Weekly Update for week 26 ended 07/12/2008 When it rains, it pours! Awful week, down 24K (17%). I am sick. On Monday capitulated and closed out the losing option position from last week (MA CALL) for a loss of 9.5K. The same day made a silly trade in ANR, buying near the high and capitulating near the low, incurring a loss of 6K. Stock eventually bounced back, but I was already out with a loss. Then came Tuesday, and all hell broke loose. Bought ODP in the morning as it was selling off after soft retail projections. Thought it was overdone. I was in for a shock as the stock went down non-stop until I closed out at a whopping 14K loss. NEVER PLAY THE CONTRARIAN ON A STOCK THAT HAS JUST PRE-ANNOUNCED. DON'T TRY TO BE THE FIRST BRAVE SOUL IN. YOU WILL BE SLAUGHTERED. Yes I knew this, but here again failed to live out what I know. Thursday was a net loss of 3K on ICE. The first position lost 9.6K while I made up for part of it with another call in the same that made 6.6K. Next week, I hope to put into live mode the program that closes my position excesses based on strategy type. Non-profitable strategies must be allowed only tiny position sizes that shouldn't impact my account too much. Code: Opening Balance: 143,623 Net loss for the week -24,603 ------------------------------------------------ Net Balance: 119,020 Number of Trades 19 Number of Profitable Trades 11 Since Inception of Thread 01/13/2008 - 07/12/2008 Opening Balance: 102,615 Net gain (Less Margin Interest) 21,405 ------------------------------------------------ Balance Before Withdrawal: 124,020 (Up 20.9%) Cash Withdrawal -5,000 ------------------------------------------------ Net Balance 119,020 Number of Trades 593 Number of Profitable Trades 333 Expected Balance at this time to be on track for Year-End Target : 368,675 Status: Behind Target (Based on adjusted balance before withdrawals) Top/Bottom Discretionary Trades for the week TICKER ENTRY DATE/TIME EXIT DATE/TIME QTY PURCHASE AMT SOLD AMT GAIN/LOSS TYPE ICEGR 2008-07-10-09-58-44 2008-07-10-10-21-39 5000 10750 17500 6655 ICE CALL ---------------------------------------------------------------------- ANR 2008-07-07-10-22-15 2008-07-07-13-21-57 1500 132600 126420 -6210 LONG MALGX 2008-06-30-14-49-15 2008-07-07-11-50-44 1300 12090 2600 -9530 MA CALL ICE 2008-07-10-09-38-15 2008-07-10-09-58-16 1500 134439 124725 -9745 LONG ODP 2008-07-08-09-37-00 2008-07-08-10-41-23 10000 81685 67502 -14213 LONG
neke, would you mind posting a chart of at least on of your trades sometime?..I'd be interested to see. Also why do you trade options with every stock trade?... what strategies are you trying to implement?
If the world doesn't end this weekend and no news is good news Monday morning, I suggest everyone go long ENER. It seems to be beating a fast path back to its previous high, and we can all start the week with a gain (And if the futures are looking grim, we can always short poor RIMM.)

## Objective A
For each statement, say whether it agrees with the trading update, and quote the words that settle it: (i) The ODP position was closed out at a loss of 14K. (ii) The writer held ANR until the stock bounced back. (iii) The week had 19 trades, 11 of them profitable.
The trading update and the records have nothing to do with each other.

(Coordinate labeling records)

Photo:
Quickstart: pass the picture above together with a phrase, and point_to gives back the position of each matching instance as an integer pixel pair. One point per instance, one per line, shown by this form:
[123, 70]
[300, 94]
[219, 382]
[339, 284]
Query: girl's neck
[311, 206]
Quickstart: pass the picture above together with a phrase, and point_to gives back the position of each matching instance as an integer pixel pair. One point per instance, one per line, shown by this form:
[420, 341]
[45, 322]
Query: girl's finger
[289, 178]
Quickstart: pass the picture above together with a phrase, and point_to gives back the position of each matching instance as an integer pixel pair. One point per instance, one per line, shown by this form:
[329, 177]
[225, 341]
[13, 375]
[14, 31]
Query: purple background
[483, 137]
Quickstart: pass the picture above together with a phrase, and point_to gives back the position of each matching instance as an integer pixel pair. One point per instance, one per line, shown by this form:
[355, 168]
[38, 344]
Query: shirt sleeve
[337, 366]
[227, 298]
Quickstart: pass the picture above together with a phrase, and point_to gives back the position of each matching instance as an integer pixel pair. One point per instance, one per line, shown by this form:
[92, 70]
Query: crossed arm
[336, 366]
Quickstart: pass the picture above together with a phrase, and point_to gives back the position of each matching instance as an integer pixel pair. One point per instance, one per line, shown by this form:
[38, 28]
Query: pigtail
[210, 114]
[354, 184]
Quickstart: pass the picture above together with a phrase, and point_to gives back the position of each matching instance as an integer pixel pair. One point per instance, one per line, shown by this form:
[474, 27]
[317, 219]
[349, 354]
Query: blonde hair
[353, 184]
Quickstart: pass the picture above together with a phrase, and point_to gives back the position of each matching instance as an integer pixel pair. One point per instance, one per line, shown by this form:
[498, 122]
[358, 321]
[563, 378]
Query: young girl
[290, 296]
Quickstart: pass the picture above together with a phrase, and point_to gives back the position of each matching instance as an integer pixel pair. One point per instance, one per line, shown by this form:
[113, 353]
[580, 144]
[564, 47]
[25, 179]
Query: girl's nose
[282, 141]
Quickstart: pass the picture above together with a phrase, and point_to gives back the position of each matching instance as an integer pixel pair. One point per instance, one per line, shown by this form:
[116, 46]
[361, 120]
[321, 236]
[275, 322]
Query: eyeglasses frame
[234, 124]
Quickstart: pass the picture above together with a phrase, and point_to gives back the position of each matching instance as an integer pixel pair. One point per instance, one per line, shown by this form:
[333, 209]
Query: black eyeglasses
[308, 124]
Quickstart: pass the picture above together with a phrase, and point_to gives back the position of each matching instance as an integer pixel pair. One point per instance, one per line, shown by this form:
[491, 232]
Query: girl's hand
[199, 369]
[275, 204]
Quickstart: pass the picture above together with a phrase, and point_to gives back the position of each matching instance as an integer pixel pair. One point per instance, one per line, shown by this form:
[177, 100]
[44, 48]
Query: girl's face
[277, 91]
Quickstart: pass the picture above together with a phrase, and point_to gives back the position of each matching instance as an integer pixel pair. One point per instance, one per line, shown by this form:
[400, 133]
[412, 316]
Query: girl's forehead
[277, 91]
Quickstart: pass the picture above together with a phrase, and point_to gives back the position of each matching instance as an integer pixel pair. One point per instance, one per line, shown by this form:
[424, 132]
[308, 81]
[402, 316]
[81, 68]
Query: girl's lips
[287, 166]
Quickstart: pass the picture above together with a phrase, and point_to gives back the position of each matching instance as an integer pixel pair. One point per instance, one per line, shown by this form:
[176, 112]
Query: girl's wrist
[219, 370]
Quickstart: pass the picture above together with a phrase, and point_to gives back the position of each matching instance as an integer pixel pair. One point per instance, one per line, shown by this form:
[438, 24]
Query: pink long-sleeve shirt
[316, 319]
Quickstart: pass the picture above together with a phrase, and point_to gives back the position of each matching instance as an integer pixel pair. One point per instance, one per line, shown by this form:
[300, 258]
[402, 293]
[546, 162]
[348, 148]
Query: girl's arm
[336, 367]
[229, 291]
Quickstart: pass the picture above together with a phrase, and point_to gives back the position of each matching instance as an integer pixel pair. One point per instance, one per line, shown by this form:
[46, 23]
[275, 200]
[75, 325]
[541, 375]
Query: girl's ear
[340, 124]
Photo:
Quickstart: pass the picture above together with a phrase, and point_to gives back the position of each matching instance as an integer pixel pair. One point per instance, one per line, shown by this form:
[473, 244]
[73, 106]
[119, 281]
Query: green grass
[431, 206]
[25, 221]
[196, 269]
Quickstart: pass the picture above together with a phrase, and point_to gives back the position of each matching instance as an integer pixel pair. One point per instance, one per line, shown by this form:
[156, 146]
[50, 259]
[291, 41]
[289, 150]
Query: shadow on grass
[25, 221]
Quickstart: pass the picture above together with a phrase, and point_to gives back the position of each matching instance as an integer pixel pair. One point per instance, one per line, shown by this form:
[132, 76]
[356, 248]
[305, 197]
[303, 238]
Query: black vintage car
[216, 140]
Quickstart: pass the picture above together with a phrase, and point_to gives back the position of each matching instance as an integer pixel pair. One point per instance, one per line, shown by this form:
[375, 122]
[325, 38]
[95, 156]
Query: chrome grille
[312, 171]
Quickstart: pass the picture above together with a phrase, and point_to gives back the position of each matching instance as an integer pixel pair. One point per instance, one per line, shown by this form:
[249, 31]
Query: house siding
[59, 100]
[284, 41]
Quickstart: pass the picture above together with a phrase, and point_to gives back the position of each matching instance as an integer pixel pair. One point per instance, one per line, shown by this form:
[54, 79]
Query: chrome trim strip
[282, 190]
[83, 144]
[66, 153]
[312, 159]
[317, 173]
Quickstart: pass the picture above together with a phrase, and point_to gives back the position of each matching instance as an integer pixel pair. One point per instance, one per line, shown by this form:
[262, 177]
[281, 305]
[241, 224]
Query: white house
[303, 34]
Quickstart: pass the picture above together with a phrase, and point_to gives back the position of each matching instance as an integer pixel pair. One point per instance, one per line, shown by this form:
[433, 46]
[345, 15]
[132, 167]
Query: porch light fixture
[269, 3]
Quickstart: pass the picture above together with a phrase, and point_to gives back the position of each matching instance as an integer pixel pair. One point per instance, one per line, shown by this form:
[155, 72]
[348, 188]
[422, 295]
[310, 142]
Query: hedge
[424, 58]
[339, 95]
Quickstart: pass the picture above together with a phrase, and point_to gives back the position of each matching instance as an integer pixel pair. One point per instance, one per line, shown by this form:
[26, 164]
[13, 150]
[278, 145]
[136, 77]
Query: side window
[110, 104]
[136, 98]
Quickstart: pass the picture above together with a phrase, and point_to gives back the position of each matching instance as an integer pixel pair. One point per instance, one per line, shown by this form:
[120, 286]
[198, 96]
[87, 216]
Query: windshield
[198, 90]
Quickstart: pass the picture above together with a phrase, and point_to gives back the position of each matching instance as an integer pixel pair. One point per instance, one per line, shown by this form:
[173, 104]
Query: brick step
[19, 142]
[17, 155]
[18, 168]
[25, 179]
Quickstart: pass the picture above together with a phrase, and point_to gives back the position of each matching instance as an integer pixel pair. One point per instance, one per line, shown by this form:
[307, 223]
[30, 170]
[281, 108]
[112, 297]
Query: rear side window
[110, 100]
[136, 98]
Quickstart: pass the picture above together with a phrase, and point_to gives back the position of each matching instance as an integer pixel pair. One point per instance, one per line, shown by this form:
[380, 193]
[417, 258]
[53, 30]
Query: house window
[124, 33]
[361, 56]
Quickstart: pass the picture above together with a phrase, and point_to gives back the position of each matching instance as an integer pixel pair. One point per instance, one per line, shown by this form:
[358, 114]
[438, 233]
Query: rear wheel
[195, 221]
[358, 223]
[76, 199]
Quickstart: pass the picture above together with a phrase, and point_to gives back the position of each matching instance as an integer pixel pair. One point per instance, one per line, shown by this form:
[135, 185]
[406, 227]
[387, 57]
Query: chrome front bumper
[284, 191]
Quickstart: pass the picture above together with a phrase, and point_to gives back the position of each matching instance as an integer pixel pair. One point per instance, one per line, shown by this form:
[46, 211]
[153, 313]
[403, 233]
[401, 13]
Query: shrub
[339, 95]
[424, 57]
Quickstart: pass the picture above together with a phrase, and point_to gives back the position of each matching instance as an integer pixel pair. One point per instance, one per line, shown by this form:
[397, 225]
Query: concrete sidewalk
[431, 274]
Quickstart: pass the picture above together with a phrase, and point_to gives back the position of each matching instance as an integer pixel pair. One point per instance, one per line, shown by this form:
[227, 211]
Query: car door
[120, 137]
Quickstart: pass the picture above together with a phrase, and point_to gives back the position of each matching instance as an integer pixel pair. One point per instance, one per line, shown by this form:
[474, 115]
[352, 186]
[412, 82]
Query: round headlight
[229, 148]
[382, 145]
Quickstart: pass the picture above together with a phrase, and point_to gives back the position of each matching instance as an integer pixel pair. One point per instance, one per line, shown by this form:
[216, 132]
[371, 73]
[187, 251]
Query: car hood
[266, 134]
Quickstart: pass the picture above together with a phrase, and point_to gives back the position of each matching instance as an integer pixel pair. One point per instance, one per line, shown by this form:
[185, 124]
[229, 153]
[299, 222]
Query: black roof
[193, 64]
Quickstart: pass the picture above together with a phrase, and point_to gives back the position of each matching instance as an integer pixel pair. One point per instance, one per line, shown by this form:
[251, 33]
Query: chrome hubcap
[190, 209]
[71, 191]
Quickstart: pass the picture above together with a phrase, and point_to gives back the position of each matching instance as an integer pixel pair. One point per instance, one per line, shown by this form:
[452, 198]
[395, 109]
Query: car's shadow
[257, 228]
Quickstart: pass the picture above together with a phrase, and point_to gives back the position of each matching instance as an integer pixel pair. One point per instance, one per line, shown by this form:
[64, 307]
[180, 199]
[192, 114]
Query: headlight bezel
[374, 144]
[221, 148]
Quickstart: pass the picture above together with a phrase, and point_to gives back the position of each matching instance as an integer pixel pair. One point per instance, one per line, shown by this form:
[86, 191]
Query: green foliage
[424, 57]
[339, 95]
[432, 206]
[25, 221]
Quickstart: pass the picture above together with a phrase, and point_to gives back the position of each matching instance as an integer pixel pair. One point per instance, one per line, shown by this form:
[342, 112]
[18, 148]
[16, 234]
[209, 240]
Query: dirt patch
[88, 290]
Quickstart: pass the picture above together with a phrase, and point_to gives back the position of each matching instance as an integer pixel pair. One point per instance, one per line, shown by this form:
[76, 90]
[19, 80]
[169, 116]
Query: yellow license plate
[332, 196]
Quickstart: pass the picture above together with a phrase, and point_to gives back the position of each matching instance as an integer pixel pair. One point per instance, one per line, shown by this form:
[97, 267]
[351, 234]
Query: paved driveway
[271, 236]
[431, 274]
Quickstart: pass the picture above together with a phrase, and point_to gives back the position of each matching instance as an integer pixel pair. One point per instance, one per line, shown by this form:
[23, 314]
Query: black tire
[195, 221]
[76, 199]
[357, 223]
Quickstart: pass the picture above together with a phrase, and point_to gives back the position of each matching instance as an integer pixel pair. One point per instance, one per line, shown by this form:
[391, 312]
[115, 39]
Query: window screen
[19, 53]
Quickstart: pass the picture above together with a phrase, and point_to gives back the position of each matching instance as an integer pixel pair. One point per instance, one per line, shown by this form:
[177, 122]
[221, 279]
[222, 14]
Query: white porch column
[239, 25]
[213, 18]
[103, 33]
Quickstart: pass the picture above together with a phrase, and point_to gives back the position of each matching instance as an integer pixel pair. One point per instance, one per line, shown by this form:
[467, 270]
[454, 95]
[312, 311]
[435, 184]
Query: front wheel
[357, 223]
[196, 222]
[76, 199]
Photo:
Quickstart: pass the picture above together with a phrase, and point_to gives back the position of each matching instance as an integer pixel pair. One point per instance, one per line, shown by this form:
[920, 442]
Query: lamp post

## Objective B
Return every line of the records that contains the string "chrome". Case counts.

## Full output A
(i) Yes: "closed out at a whopping 14K loss"
(ii) No: "Stock eventually bounced back, but I was already out with a loss."
(iii) Yes: "Number of Trades 19 Number of Profitable Trades 11"

## Full output B
Query: chrome grille
Query: chrome trim strip
Query: chrome front bumper
Query: chrome hubcap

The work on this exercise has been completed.